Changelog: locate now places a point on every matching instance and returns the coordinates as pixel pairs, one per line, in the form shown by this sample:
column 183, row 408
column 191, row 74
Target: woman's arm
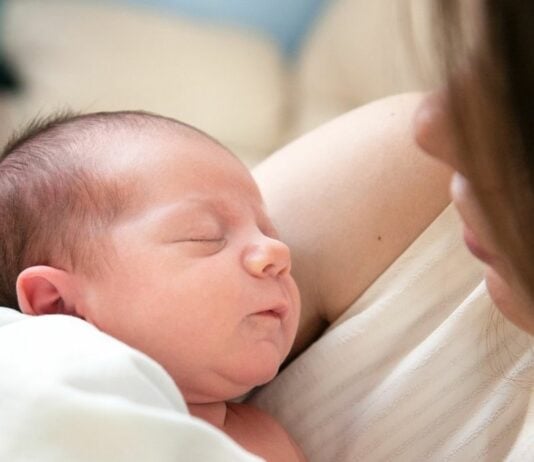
column 349, row 198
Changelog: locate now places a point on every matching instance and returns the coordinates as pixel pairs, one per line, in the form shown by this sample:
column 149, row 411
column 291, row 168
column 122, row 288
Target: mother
column 415, row 369
column 409, row 371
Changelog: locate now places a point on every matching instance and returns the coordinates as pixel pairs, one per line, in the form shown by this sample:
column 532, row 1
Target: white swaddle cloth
column 419, row 368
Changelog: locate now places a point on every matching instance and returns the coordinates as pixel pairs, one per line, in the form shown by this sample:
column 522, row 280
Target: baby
column 156, row 234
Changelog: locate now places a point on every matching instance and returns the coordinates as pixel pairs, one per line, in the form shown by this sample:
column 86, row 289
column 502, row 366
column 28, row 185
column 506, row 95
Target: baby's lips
column 280, row 311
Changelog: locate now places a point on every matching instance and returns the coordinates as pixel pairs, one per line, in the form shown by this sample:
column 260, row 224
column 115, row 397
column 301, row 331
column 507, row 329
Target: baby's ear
column 46, row 290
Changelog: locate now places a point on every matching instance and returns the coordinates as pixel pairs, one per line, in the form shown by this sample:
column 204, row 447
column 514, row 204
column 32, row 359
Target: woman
column 404, row 373
column 443, row 381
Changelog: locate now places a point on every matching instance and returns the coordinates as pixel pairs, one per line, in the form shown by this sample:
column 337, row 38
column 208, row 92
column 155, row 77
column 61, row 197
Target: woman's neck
column 214, row 413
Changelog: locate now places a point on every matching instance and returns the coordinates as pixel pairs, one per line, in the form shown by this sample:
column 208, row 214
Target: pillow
column 361, row 51
column 93, row 57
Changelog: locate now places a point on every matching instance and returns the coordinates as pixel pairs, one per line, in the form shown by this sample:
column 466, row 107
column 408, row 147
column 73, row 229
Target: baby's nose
column 269, row 257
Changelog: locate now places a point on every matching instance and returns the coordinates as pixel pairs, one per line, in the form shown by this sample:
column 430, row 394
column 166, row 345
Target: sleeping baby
column 155, row 233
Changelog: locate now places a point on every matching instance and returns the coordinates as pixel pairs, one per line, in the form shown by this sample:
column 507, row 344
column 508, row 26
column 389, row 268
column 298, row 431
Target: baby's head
column 156, row 234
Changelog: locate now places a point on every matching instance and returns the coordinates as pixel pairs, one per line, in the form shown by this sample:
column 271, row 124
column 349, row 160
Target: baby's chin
column 231, row 383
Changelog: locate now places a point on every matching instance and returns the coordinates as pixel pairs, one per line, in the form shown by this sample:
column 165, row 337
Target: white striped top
column 420, row 368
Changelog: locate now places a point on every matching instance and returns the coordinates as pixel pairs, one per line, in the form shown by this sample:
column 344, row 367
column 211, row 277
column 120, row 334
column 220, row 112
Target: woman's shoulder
column 261, row 434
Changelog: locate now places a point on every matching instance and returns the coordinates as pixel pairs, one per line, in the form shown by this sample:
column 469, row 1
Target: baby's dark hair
column 55, row 206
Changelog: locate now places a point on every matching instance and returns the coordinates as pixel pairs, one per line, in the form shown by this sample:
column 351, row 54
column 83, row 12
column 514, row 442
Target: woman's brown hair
column 488, row 62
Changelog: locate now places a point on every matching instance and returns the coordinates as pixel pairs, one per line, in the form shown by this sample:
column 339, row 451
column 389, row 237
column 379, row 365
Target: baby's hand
column 260, row 434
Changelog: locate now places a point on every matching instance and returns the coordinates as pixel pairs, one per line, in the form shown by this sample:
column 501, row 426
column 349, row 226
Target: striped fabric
column 420, row 368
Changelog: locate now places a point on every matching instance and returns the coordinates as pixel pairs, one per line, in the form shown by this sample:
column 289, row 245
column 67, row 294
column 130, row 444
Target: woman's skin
column 362, row 193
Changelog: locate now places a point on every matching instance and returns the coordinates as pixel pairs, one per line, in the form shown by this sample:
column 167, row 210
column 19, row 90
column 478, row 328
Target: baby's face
column 196, row 277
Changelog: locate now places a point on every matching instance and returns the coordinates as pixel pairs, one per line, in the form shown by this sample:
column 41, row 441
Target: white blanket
column 69, row 393
column 421, row 368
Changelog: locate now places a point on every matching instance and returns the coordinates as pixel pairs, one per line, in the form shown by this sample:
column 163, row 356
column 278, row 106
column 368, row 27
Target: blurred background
column 253, row 73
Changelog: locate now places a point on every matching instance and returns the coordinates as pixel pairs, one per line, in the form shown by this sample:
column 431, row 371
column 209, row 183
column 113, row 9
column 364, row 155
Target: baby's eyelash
column 206, row 240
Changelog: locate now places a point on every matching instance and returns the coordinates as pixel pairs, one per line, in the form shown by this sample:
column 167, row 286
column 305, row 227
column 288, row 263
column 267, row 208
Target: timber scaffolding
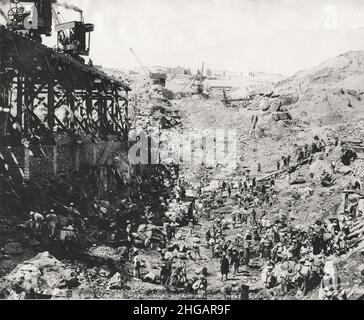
column 33, row 75
column 357, row 146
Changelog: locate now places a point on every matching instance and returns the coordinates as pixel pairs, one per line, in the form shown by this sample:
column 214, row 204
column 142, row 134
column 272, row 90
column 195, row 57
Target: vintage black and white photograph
column 169, row 150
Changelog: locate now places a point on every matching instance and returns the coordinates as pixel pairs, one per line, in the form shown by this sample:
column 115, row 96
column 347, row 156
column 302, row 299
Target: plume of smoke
column 66, row 6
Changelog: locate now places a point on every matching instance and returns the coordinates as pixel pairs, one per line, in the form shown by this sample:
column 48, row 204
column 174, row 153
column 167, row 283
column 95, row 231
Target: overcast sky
column 269, row 35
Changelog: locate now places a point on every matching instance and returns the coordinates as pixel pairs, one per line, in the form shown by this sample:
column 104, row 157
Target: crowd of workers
column 291, row 258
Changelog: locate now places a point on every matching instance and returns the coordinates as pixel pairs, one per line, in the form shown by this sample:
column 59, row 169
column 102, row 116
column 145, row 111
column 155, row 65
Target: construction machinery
column 199, row 86
column 158, row 78
column 73, row 38
column 237, row 102
column 73, row 96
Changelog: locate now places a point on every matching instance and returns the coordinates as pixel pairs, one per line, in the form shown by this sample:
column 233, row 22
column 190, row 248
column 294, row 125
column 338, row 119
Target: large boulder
column 116, row 282
column 42, row 274
column 13, row 248
column 150, row 277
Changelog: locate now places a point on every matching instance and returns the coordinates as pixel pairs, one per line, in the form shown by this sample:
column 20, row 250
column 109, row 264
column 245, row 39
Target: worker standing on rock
column 224, row 267
column 38, row 220
column 137, row 265
column 68, row 237
column 51, row 223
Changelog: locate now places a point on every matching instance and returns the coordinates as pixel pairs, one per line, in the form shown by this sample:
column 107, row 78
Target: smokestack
column 70, row 7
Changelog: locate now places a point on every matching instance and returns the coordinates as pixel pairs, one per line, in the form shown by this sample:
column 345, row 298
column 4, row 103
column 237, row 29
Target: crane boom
column 5, row 16
column 147, row 72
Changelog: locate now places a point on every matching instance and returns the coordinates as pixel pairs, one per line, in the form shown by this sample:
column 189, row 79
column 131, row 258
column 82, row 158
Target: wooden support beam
column 50, row 116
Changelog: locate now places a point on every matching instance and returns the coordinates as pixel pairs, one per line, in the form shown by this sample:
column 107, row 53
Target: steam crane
column 200, row 87
column 73, row 38
column 35, row 22
column 158, row 78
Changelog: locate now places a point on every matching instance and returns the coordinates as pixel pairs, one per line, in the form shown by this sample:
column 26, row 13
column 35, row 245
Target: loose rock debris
column 286, row 222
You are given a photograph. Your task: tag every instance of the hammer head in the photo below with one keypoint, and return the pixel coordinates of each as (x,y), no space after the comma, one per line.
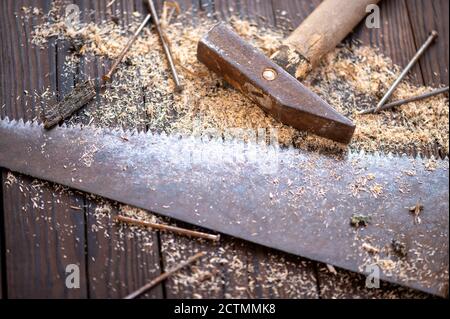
(272,88)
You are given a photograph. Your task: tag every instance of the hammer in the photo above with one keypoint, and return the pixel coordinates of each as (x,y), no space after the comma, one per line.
(270,85)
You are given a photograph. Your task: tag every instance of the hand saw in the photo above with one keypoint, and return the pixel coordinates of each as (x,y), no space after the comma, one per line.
(284,198)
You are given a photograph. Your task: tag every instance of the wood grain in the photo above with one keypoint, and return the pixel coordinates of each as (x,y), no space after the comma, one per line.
(40,241)
(119,261)
(259,265)
(426,16)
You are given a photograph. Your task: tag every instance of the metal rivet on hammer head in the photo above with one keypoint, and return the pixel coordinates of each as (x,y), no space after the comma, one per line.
(270,74)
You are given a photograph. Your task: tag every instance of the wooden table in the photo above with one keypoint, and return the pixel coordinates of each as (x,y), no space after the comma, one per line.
(37,244)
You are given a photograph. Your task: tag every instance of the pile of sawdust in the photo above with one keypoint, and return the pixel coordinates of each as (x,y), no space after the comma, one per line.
(351,78)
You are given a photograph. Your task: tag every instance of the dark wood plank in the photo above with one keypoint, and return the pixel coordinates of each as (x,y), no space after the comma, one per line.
(120,260)
(3,293)
(44,234)
(40,240)
(426,16)
(395,38)
(245,270)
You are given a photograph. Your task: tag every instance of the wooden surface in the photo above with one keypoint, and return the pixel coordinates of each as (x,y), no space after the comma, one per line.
(43,229)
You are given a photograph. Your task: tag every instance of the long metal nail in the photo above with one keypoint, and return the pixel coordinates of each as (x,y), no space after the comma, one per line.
(108,76)
(166,48)
(413,61)
(407,100)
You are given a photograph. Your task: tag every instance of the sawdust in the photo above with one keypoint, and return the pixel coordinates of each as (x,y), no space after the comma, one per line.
(351,78)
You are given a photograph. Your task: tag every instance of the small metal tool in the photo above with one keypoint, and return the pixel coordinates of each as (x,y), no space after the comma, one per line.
(428,42)
(175,177)
(178,86)
(407,100)
(268,85)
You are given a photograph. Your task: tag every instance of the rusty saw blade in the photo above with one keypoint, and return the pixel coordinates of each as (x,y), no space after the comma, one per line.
(291,200)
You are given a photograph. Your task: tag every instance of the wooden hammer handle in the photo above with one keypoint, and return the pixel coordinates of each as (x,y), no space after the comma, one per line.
(323,30)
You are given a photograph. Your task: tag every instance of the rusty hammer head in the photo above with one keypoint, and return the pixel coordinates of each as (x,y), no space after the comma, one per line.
(272,88)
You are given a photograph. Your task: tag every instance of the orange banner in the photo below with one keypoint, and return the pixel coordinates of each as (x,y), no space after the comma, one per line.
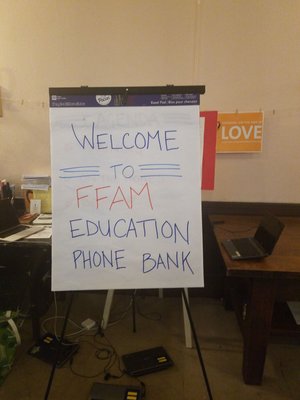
(240,132)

[TASK REQUIREMENTS]
Give the part of the data that opens with the line containing "the rusty hammer" and closes at the end of the data as a Markdown table with the columns No. and Line, one row per line and blank lines left out. Leave the pictures out of the table.

[EXERCISE OUTPUT]
| No. | Line |
|---|---|
| 1 | You are given a photograph. Your task: tag every instance of the rusty hammer head in the photo above with one keypoint, and return the pixel coordinates of each as (x,y), no space after the comma, one per line. |
| 2 | (272,88) |
| 3 | You are given a photograph. Your task: tag every instance of the orange banner in the photo below with one keypoint, and return the pixel coordinates of each as (x,y), no space after the comma, one per line. |
| 4 | (240,132) |